Object point labels:
☆ ☆ ☆ ☆ ☆
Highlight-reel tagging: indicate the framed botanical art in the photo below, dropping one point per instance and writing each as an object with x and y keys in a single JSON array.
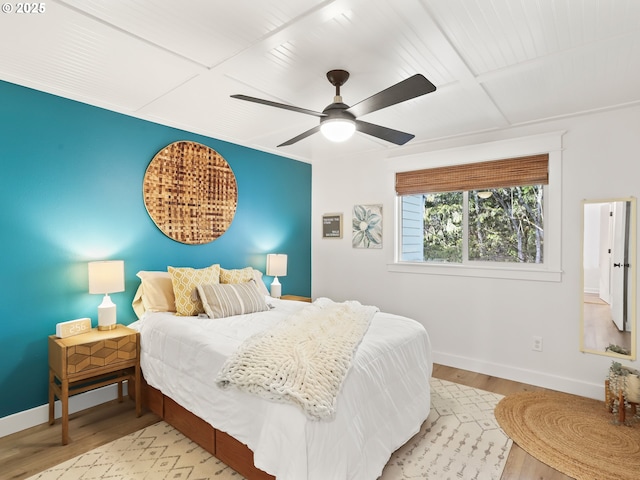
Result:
[{"x": 367, "y": 226}]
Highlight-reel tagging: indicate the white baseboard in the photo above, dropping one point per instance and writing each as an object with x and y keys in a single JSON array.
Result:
[
  {"x": 540, "y": 379},
  {"x": 39, "y": 415}
]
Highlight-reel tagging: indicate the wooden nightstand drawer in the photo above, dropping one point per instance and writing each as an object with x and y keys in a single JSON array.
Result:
[
  {"x": 92, "y": 360},
  {"x": 100, "y": 354}
]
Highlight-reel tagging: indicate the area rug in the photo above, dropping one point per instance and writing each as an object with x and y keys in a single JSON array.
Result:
[
  {"x": 574, "y": 435},
  {"x": 460, "y": 440}
]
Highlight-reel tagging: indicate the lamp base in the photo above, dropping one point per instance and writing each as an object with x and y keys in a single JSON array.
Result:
[
  {"x": 107, "y": 314},
  {"x": 107, "y": 327},
  {"x": 276, "y": 288}
]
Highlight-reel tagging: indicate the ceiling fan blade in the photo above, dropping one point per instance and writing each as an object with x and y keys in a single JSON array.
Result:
[
  {"x": 412, "y": 87},
  {"x": 279, "y": 105},
  {"x": 388, "y": 134},
  {"x": 301, "y": 136}
]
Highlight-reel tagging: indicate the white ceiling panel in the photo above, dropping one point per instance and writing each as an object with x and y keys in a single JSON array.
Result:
[
  {"x": 581, "y": 81},
  {"x": 495, "y": 63},
  {"x": 65, "y": 53},
  {"x": 207, "y": 32}
]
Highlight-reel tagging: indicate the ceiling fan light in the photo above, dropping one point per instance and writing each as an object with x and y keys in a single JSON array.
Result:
[{"x": 338, "y": 129}]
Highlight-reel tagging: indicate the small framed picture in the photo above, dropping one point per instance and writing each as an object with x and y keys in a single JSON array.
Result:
[{"x": 332, "y": 225}]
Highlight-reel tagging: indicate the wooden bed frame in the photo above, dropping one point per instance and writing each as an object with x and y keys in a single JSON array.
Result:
[{"x": 220, "y": 444}]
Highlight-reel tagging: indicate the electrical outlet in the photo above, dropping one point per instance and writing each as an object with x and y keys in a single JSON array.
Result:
[{"x": 536, "y": 345}]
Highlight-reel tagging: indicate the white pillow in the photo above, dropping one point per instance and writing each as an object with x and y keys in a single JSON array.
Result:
[{"x": 227, "y": 299}]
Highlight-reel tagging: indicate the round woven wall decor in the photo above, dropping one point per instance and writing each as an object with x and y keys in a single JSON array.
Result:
[{"x": 190, "y": 192}]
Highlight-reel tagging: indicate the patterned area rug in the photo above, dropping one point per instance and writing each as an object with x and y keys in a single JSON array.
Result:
[{"x": 460, "y": 440}]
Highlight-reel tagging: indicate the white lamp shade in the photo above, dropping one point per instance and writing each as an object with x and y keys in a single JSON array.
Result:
[
  {"x": 338, "y": 129},
  {"x": 106, "y": 276},
  {"x": 277, "y": 265}
]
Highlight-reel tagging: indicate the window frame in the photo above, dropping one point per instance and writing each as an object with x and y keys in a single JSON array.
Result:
[{"x": 550, "y": 270}]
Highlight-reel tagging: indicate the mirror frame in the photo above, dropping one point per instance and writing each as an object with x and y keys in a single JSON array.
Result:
[{"x": 632, "y": 278}]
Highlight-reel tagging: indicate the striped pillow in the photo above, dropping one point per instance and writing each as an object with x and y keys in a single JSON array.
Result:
[{"x": 226, "y": 300}]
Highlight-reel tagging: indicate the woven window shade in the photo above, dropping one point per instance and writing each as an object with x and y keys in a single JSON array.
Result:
[{"x": 510, "y": 172}]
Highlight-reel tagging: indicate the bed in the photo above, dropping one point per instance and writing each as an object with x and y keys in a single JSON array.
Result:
[{"x": 382, "y": 401}]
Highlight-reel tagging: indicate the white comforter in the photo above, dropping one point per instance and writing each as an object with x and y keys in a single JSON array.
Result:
[{"x": 383, "y": 402}]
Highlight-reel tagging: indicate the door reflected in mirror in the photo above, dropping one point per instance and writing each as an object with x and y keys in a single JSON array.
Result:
[{"x": 609, "y": 279}]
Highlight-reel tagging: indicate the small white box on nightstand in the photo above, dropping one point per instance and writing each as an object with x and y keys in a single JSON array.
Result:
[{"x": 73, "y": 327}]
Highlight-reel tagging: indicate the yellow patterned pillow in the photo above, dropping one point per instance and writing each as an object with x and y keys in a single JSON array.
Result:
[
  {"x": 185, "y": 283},
  {"x": 239, "y": 275}
]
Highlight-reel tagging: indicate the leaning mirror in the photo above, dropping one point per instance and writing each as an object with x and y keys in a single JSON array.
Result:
[{"x": 609, "y": 277}]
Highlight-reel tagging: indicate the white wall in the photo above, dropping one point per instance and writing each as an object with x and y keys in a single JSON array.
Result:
☆ ☆ ☆ ☆ ☆
**Written exercise:**
Please rewrite only the items from the line containing "Highlight-reel tagging: indicate the leaning" through the end of the items, swapping "dropping" for "placing" and leaving everything else unchanged.

**Task response:**
Highlight-reel tagging: indicate the leaning mirror in the photo above, placing one point per instance and writing each as an object with x and y keys in a single JSON array.
Result:
[{"x": 609, "y": 277}]
Highlight-reel tagging: indicate the white wall in the photo above, placing one point per instance and writing each as an object with x and y keys in a single JSON array.
Result:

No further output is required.